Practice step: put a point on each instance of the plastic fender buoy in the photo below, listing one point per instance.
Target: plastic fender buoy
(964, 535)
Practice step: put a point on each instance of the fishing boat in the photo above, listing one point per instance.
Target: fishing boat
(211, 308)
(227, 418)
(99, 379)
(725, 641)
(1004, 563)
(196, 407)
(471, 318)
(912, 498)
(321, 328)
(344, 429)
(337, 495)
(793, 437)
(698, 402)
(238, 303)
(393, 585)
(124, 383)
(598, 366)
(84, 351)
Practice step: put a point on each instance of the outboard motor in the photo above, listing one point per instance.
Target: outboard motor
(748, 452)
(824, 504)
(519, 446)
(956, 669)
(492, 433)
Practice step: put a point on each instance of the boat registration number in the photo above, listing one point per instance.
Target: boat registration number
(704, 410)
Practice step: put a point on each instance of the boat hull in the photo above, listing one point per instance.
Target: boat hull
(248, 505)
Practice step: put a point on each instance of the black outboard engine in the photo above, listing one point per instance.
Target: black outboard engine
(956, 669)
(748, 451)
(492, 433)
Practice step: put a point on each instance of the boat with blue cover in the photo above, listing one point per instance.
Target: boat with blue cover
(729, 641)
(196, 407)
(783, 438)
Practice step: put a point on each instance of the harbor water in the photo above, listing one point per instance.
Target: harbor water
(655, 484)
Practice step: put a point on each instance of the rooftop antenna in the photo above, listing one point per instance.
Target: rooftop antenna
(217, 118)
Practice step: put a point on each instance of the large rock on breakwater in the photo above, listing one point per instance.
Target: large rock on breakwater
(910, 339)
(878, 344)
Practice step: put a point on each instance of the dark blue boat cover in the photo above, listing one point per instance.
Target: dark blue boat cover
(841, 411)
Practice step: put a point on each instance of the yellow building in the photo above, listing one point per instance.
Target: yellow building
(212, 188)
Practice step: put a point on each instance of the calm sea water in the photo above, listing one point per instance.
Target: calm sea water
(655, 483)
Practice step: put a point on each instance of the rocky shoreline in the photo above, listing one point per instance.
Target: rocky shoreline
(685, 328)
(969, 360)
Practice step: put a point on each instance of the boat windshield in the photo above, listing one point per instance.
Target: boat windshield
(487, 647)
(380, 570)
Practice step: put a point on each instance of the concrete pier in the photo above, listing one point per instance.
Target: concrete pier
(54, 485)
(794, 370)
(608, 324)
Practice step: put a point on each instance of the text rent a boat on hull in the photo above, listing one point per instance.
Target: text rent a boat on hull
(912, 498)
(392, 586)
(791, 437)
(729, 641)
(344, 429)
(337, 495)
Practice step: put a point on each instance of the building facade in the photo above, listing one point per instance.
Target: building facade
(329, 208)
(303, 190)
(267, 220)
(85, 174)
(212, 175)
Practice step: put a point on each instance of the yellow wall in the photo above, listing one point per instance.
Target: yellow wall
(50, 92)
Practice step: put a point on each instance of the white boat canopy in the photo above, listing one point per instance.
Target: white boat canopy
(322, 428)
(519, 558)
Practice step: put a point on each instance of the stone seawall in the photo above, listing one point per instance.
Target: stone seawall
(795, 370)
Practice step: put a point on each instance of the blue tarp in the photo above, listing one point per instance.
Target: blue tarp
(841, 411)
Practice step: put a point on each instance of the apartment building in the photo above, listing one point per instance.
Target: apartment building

━━━

### What is being asked:
Tally every line of the entries that contains the word "apartment", and respond with that number only.

### Task result:
2